*** Opening of LISTED RECORDS ***
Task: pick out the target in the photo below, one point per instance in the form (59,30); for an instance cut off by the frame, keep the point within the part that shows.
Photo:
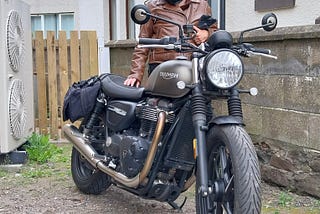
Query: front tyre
(233,171)
(86,178)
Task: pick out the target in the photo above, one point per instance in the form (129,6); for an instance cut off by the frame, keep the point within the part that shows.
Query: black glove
(205,22)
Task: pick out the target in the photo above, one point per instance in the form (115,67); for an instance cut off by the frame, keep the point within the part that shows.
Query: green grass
(39,148)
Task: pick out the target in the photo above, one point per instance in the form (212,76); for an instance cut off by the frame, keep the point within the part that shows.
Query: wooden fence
(57,64)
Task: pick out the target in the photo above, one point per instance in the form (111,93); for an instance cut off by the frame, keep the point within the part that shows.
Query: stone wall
(284,118)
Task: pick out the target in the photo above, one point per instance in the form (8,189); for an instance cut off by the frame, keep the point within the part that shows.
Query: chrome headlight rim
(208,59)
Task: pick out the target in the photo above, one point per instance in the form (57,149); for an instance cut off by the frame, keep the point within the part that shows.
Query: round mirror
(140,14)
(269,22)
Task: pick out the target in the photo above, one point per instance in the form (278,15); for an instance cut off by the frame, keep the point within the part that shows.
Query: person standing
(180,11)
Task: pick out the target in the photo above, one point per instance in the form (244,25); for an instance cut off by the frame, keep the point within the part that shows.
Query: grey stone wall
(284,118)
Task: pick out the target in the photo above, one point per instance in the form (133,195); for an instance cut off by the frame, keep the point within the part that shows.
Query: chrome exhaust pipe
(76,138)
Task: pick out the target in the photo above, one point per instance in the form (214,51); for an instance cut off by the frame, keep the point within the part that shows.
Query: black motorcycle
(157,141)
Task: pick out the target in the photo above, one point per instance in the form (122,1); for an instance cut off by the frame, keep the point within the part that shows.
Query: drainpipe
(222,14)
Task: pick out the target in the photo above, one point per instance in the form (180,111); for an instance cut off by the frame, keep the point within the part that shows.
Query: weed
(39,148)
(37,173)
(3,173)
(284,199)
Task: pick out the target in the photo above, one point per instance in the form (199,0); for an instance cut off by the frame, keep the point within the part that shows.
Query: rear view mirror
(269,22)
(140,14)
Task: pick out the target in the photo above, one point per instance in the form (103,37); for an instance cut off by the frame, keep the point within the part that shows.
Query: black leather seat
(112,86)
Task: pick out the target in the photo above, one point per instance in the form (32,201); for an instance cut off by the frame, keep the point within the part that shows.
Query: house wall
(241,15)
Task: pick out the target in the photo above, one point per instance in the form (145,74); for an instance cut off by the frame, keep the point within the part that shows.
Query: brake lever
(252,53)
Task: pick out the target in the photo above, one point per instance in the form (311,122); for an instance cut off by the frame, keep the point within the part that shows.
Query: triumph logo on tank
(168,75)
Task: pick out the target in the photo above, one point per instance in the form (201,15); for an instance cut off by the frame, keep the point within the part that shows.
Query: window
(121,25)
(263,5)
(53,22)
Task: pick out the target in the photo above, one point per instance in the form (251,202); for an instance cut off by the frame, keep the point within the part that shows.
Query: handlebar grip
(261,50)
(163,41)
(148,41)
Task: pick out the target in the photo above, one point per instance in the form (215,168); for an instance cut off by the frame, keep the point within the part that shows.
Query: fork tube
(195,72)
(199,109)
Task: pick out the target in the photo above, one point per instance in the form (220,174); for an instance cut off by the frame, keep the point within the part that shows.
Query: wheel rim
(222,180)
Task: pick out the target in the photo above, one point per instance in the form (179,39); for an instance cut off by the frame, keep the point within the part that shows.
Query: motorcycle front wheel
(88,179)
(233,171)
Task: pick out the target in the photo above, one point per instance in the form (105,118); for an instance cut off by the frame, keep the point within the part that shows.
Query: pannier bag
(80,98)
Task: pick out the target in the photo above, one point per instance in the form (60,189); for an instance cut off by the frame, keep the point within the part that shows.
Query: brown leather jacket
(187,12)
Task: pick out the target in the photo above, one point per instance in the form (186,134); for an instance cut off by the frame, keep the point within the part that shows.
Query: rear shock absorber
(234,104)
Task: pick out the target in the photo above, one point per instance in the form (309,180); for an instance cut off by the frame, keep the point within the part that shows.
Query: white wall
(241,15)
(51,6)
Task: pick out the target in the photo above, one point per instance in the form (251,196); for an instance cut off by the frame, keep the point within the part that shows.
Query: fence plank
(89,54)
(52,81)
(41,83)
(74,56)
(63,71)
(54,76)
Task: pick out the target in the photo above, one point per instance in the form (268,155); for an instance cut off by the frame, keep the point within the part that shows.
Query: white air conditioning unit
(16,75)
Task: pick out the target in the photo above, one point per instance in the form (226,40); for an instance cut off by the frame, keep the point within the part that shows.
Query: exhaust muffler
(76,138)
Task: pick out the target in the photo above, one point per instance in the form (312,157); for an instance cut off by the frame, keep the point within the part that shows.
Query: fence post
(52,81)
(89,54)
(41,86)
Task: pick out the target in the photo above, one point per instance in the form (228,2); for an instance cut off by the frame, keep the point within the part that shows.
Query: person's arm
(140,57)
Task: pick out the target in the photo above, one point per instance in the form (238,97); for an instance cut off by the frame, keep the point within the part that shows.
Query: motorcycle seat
(112,85)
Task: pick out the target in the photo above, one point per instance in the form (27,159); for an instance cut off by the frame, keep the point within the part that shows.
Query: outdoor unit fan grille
(15,40)
(17,109)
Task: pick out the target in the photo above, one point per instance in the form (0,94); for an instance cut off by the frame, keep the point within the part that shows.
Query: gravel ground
(50,189)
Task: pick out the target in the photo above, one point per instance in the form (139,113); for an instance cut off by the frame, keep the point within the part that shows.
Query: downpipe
(75,137)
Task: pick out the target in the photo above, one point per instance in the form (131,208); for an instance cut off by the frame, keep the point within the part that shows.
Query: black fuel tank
(166,77)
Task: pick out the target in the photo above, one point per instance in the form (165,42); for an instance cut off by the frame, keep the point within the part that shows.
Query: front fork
(199,113)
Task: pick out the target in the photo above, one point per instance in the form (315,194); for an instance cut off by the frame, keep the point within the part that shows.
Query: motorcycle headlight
(224,68)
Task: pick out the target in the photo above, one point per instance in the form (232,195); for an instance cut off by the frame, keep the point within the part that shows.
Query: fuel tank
(169,78)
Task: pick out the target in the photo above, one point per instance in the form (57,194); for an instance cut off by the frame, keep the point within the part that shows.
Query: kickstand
(175,206)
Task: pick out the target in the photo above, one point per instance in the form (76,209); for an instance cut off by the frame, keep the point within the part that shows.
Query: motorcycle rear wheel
(233,171)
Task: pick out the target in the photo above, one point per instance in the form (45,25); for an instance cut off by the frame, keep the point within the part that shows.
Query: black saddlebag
(80,98)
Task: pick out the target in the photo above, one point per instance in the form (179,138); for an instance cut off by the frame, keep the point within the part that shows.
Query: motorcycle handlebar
(163,41)
(261,50)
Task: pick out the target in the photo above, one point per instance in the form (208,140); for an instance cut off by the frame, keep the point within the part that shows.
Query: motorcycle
(157,141)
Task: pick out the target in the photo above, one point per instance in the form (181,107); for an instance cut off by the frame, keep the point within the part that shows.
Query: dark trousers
(152,66)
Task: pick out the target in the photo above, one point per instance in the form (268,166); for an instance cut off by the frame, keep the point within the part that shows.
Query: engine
(129,148)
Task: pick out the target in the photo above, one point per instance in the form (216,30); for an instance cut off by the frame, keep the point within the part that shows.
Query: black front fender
(226,120)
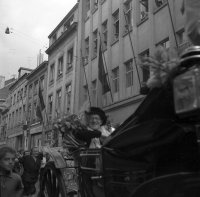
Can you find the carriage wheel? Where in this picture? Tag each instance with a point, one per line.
(52, 183)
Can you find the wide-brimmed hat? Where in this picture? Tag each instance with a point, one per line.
(98, 111)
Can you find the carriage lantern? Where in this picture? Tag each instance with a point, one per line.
(186, 86)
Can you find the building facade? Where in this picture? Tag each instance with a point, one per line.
(4, 108)
(126, 30)
(62, 58)
(36, 81)
(17, 111)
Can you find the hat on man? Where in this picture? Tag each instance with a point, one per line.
(98, 111)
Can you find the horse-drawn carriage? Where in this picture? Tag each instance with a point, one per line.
(153, 153)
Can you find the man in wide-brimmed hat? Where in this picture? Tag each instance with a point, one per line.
(96, 120)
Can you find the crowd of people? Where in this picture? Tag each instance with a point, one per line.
(14, 185)
(19, 172)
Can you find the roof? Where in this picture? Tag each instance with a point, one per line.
(5, 91)
(43, 65)
(64, 19)
(18, 80)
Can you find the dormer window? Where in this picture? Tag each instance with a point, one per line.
(144, 8)
(68, 24)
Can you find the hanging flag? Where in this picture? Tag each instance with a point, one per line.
(102, 74)
(39, 112)
(42, 105)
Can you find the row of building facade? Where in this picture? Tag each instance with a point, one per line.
(124, 30)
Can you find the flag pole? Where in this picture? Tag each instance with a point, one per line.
(86, 79)
(134, 58)
(170, 14)
(106, 68)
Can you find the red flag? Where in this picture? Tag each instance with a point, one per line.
(102, 73)
(39, 112)
(42, 105)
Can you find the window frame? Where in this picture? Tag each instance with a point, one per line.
(115, 80)
(129, 73)
(115, 17)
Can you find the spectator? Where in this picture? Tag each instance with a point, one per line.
(97, 121)
(31, 164)
(192, 23)
(10, 183)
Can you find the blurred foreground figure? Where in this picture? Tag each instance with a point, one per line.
(31, 164)
(191, 8)
(10, 183)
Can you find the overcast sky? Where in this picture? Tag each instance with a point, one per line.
(30, 21)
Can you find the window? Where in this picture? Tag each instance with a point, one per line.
(16, 117)
(58, 103)
(25, 90)
(68, 24)
(60, 67)
(24, 113)
(34, 117)
(54, 38)
(116, 25)
(85, 92)
(181, 37)
(86, 50)
(146, 70)
(12, 120)
(70, 58)
(128, 15)
(94, 91)
(50, 105)
(115, 80)
(165, 43)
(105, 34)
(95, 43)
(30, 91)
(160, 2)
(68, 98)
(52, 70)
(20, 114)
(18, 96)
(14, 99)
(129, 73)
(95, 4)
(29, 112)
(35, 88)
(21, 93)
(87, 6)
(144, 8)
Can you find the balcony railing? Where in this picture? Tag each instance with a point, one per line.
(182, 47)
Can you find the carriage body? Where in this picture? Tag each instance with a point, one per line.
(86, 173)
(154, 141)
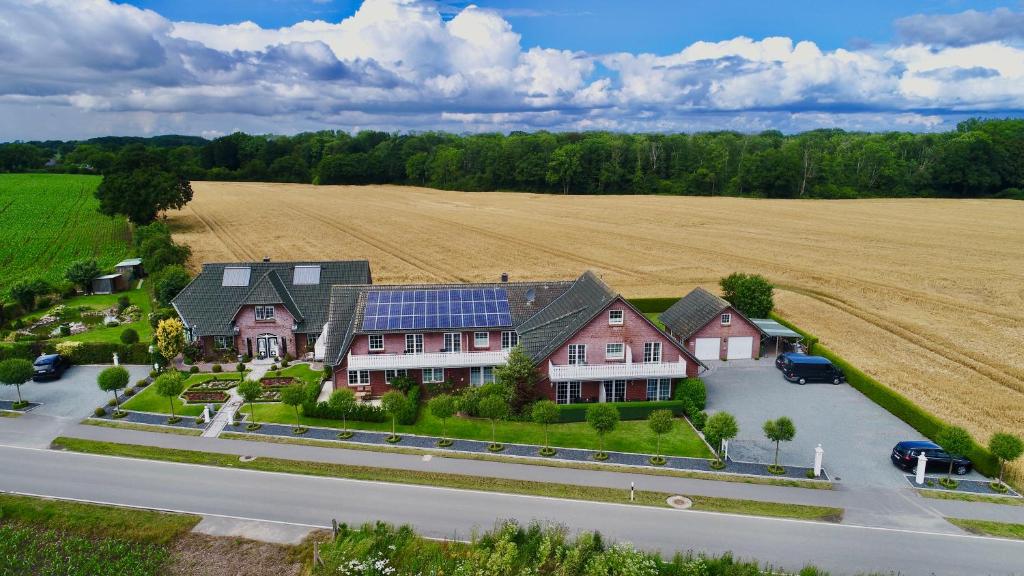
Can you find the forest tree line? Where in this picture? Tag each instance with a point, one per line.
(978, 159)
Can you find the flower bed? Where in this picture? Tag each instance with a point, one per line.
(199, 397)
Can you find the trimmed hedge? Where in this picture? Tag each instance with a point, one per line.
(649, 305)
(627, 410)
(897, 404)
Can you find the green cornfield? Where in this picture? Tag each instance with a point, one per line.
(48, 221)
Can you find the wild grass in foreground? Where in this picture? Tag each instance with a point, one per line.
(510, 548)
(397, 476)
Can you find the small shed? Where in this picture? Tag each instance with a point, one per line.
(131, 269)
(110, 284)
(776, 335)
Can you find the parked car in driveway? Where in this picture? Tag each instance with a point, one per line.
(803, 369)
(780, 359)
(905, 455)
(49, 367)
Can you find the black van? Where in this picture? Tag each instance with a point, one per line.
(803, 369)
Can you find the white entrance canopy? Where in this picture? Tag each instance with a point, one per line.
(774, 329)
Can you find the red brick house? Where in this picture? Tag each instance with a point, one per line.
(711, 328)
(263, 310)
(588, 343)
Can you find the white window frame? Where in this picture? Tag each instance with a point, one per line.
(375, 338)
(479, 375)
(476, 339)
(609, 355)
(577, 354)
(662, 388)
(453, 337)
(392, 374)
(510, 339)
(651, 353)
(417, 343)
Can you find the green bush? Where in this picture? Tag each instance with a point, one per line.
(895, 403)
(627, 410)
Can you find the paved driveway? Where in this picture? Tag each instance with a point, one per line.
(856, 434)
(74, 396)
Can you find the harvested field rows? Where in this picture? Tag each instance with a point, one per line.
(927, 295)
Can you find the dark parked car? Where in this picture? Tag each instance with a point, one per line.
(905, 456)
(49, 367)
(780, 359)
(803, 369)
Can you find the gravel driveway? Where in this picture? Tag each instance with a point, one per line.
(74, 396)
(855, 434)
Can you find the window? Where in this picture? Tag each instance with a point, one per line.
(659, 388)
(453, 341)
(414, 343)
(566, 393)
(615, 318)
(392, 374)
(264, 313)
(376, 342)
(614, 351)
(481, 339)
(481, 375)
(509, 339)
(578, 354)
(652, 352)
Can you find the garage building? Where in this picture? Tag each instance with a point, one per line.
(711, 328)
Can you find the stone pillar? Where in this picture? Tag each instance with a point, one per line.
(922, 464)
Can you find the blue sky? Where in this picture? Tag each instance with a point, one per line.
(86, 68)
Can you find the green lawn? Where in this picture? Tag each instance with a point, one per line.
(633, 436)
(150, 401)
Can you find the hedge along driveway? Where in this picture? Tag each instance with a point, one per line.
(631, 436)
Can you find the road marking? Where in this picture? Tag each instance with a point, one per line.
(528, 496)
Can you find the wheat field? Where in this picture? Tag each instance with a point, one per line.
(926, 295)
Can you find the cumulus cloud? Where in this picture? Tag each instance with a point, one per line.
(86, 67)
(969, 27)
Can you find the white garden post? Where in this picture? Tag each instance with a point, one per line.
(922, 464)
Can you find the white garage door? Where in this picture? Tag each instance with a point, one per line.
(707, 348)
(740, 346)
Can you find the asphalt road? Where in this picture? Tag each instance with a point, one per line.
(453, 513)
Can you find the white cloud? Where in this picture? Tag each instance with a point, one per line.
(75, 68)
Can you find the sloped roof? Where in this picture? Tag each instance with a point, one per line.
(209, 307)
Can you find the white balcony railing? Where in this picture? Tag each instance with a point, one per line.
(426, 360)
(619, 371)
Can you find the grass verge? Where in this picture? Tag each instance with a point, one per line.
(397, 476)
(539, 461)
(968, 497)
(139, 426)
(988, 528)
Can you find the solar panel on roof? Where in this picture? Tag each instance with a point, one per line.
(429, 310)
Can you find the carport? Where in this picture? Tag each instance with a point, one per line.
(776, 336)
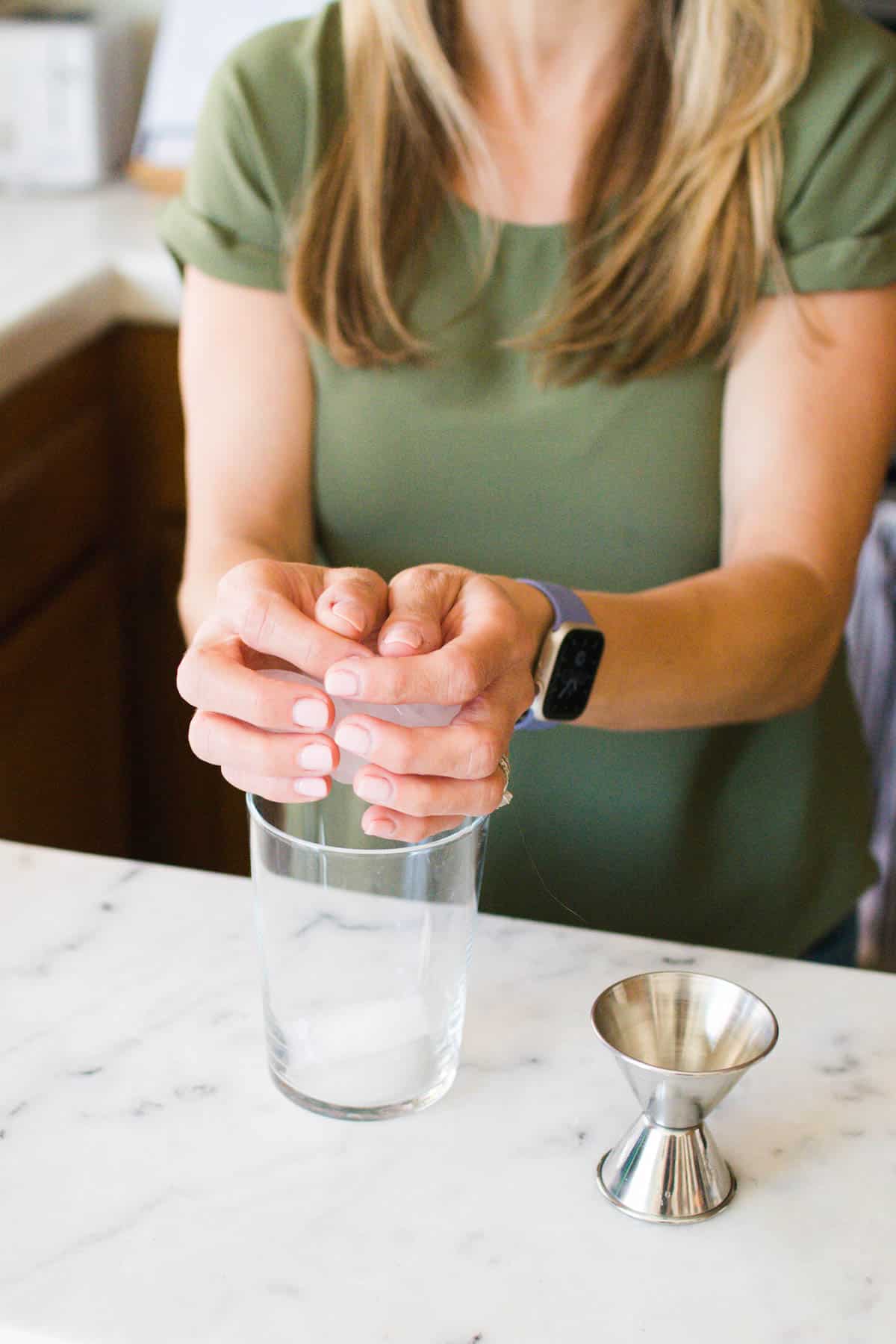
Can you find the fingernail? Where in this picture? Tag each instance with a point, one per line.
(352, 738)
(316, 757)
(381, 827)
(406, 636)
(351, 613)
(340, 683)
(374, 788)
(311, 714)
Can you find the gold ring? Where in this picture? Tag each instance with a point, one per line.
(504, 766)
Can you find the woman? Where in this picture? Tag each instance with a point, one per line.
(504, 285)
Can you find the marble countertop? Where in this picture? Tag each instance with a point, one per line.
(73, 264)
(155, 1186)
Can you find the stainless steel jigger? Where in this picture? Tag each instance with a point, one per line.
(682, 1041)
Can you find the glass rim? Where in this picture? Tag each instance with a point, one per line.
(394, 851)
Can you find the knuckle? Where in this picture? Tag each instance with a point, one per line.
(202, 737)
(255, 618)
(492, 793)
(403, 756)
(258, 706)
(367, 579)
(484, 754)
(464, 678)
(187, 678)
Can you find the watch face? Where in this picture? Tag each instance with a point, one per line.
(573, 676)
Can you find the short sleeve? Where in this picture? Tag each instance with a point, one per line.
(230, 218)
(837, 220)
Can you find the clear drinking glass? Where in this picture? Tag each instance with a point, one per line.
(364, 951)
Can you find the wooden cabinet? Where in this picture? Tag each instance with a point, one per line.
(63, 777)
(92, 526)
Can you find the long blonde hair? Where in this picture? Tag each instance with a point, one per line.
(664, 258)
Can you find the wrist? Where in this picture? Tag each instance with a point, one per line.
(535, 611)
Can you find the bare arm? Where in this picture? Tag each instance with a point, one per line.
(808, 429)
(806, 435)
(250, 596)
(247, 399)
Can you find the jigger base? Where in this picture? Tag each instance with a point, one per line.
(667, 1175)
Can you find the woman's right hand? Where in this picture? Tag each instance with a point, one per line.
(267, 734)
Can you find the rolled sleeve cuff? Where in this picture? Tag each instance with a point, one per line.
(840, 264)
(193, 240)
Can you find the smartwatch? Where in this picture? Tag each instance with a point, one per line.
(567, 660)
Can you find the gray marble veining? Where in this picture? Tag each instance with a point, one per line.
(155, 1186)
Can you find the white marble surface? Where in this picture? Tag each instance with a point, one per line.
(155, 1186)
(72, 265)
*** Close of LISTED RECORDS ***
TASK DETAILS: Retype the entries above exactly. Stop after the line containing "the form (278,15);", and omit the pictures.

ANSWER TO THIS EXERCISE:
Task: pick out the target in the photo below, one point per instance in the form (59,30); for an instance cut off by the frame, keep the point within the part that shows.
Photo:
Query: front tyre
(233,171)
(86,178)
Task: pick out the target in the photo above, one point per instance in the form (129,6); for an instance cut off by the frame, keep the point within the part that shows.
Query: black glove
(205,22)
Task: pick out the target in the photo above, one point per instance in the form (115,67); for an instance cut off by the frame, keep the point within the part that shows.
Query: green grass
(39,148)
Task: pick out the target in the photo above, one point per instance in the form (212,76); for an instance cut off by the frame, keep the point within the part that shows.
Query: wooden fence
(57,64)
Task: pick out the target in the photo above, one point per instance in the form (111,93); for an instance cut off by the frame, keep the point within the part that shows.
Query: stone wall
(284,118)
Task: pick out the target in the photo above, one point per instance in the form (8,189); for an instance cut off by the frame, keep the point within the part that shows.
Query: chrome headlight rim
(208,59)
Task: pick out the target in the photo above, one point per instance in the form (57,149); for an instance cut off by the frame, keep the point within the part that shows.
Query: round mirror
(140,14)
(269,22)
Task: pick out the target in the photo above, one point per instance in the form (278,15); for an instance cut off by the frame, keep the point within the part that shows.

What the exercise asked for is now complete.